Excerpted text:
Ministers are poised to give the go-ahead to a cull of Britain's badgers in a bid to halt the growing spread of tuberculosis in cattle - with a significant gap remaining in the science behind the move.
After nearly 15 years of argument about the links between badgers and bovine TB, the Environment Secretary, Caroline Spelman, is expected to bow to farmers' demands and recommend a cull to Prime Minister David Cameron.
If the Prime Minister and his Cabinet agree to what will be an unpopular move with animal lovers, groups of farmers will be licensed to organise the shooting of badgers in selected areas in the West Country, the worst-affected region, where nearly a quarter of all cattle farms were hit by TB infections last year. Perhaps tens of thousands of badgers will be killed over four years.
It is widely accepted by scientists that badgers are a significant source of TB infection in cattle. But officials from the Department for Environment, Food and Rural Affairs (Defra) admit a significant unknown factor remains about the policy of "free-shooting" likely to be employed - that is, the shooting of free-roaming badgers by trained marksmen at night.

Recorded information:
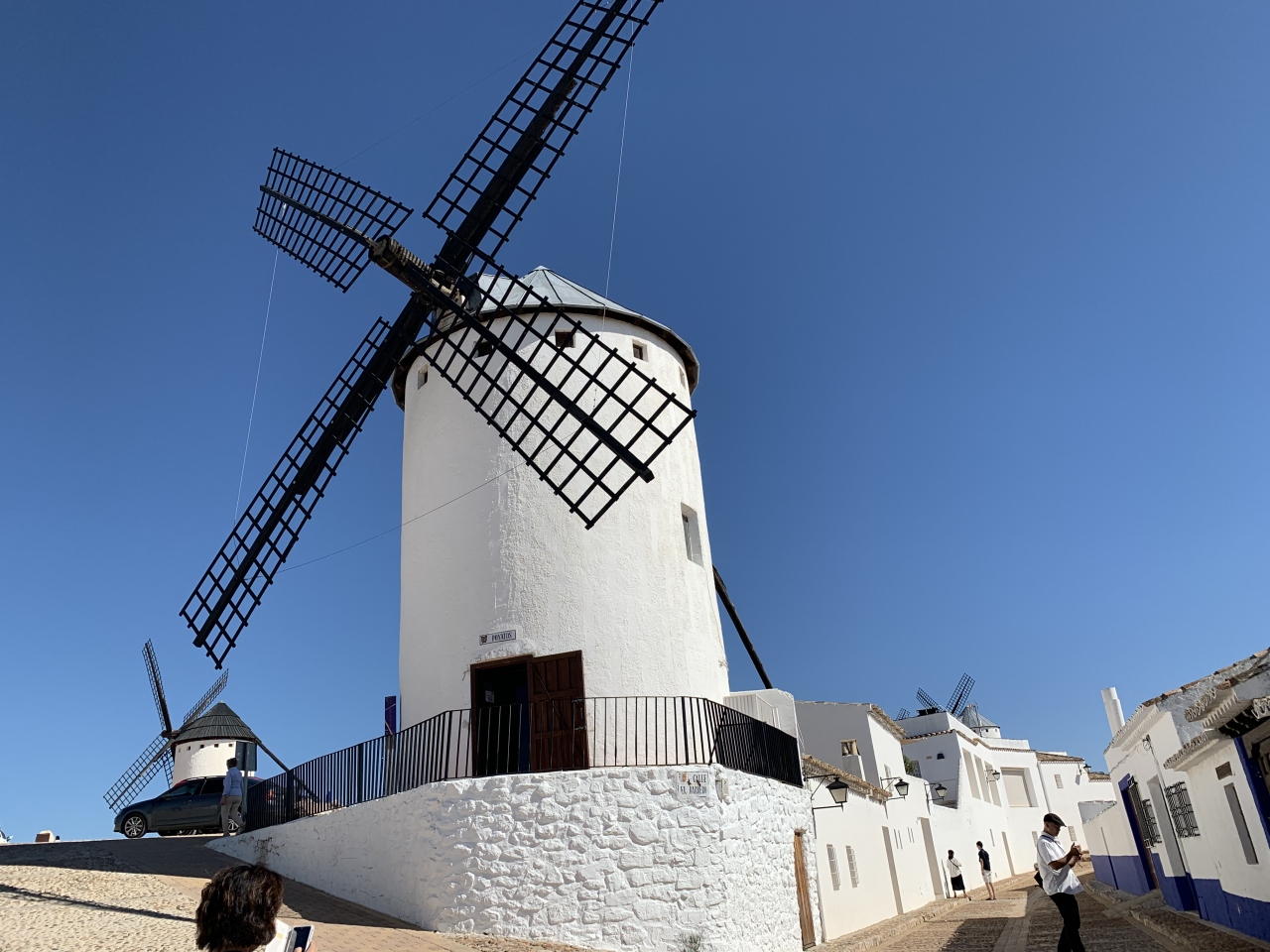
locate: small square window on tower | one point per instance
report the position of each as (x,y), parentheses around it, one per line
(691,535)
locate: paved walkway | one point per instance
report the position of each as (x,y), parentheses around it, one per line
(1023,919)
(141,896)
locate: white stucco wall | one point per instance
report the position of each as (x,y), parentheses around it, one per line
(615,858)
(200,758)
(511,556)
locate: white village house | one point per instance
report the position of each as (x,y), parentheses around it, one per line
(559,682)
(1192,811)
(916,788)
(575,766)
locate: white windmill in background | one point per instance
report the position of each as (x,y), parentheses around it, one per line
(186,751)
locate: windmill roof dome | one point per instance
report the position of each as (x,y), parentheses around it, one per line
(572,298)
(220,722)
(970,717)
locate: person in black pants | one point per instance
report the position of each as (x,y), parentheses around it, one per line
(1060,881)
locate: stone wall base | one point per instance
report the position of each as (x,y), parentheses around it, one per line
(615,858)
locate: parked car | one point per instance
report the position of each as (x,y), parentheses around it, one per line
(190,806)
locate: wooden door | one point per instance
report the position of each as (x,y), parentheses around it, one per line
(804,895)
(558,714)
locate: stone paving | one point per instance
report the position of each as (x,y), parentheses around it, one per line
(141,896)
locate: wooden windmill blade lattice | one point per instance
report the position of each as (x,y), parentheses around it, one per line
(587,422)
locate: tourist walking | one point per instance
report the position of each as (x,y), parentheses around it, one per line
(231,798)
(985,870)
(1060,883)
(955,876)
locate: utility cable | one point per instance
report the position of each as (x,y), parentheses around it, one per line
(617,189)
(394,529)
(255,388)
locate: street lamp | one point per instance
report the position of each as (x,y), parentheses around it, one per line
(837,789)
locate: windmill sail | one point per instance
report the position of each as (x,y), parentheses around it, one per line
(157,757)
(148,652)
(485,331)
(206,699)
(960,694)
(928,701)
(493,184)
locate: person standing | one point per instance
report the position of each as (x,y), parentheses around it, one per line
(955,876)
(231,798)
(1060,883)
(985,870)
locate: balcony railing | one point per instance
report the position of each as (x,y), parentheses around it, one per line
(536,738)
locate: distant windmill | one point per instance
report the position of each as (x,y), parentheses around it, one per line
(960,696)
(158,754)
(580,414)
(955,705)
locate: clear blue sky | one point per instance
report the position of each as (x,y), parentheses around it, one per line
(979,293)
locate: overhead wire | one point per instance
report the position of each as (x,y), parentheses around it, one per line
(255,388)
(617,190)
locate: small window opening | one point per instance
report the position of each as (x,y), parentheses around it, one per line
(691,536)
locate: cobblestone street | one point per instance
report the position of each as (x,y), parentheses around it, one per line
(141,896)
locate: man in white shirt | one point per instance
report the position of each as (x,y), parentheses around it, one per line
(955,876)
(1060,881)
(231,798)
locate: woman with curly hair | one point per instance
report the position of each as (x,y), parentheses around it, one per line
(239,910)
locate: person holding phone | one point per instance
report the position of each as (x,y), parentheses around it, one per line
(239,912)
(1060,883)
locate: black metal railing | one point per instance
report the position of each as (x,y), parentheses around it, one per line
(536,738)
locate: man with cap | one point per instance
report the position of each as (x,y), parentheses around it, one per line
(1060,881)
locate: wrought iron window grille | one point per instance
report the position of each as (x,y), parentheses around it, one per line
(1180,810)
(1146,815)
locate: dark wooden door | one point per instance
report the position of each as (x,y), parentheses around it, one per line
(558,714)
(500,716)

Tasks and exercises:
#1 Answer these questions from the badger cull article.
(a) Who is expected to recommend a cull to the Prime Minister?
(b) What share of cattle farms in the West Country were hit by TB infections last year?
(c) How does the article define "free-shooting"?
#2 Reproduce everything in the badger cull article from "Ministers are poised" down to "over four years.".
#3 Carry on the article about the badger cull from the point where it stops.

Expected results:
#1
(a) The Environment Secretary, Caroline Spelman.
(b) Nearly a quarter.
(c) The shooting of free-roaming badgers by trained marksmen at night.

#2
Ministers are poised to give the go-ahead to a cull of Britain's badgers in a bid to halt the growing spread of tuberculosis in cattle - with a significant gap remaining in the science behind the move.
After nearly 15 years of argument about the links between badgers and bovine TB, the Environment Secretary, Caroline Spelman, is expected to bow to farmers' demands and recommend a cull to Prime Minister David Cameron.
If the Prime Minister and his Cabinet agree to what will be an unpopular move with animal lovers, groups of farmers will be licensed to organise the shooting of badgers in selected areas in the West Country, the worst-affected region, where nearly a quarter of all cattle farms were hit by TB infections last year. Perhaps tens of thousands of badgers will be killed over four years.

#3
The problem is the phenomenon known as "perturbation" that would result from the shooting - where survivors of a partly-culled family group of badgers wander about the countryside, spreading TB as they go - and actually making the disease situation worse.
This was discovered in the decade-long badger culling trials run by the Government, which caused them to be abandoned. Subsequent research showed, Defra officials say, the "perturbation effect" diminished
but this was only with the technique used in the trials - shooting badgers after they had been trapped in cages. Cage-trapping and shooting costs about 2500 ($4850) a square kilometre a year, as opposed to about 200 for free-shooting.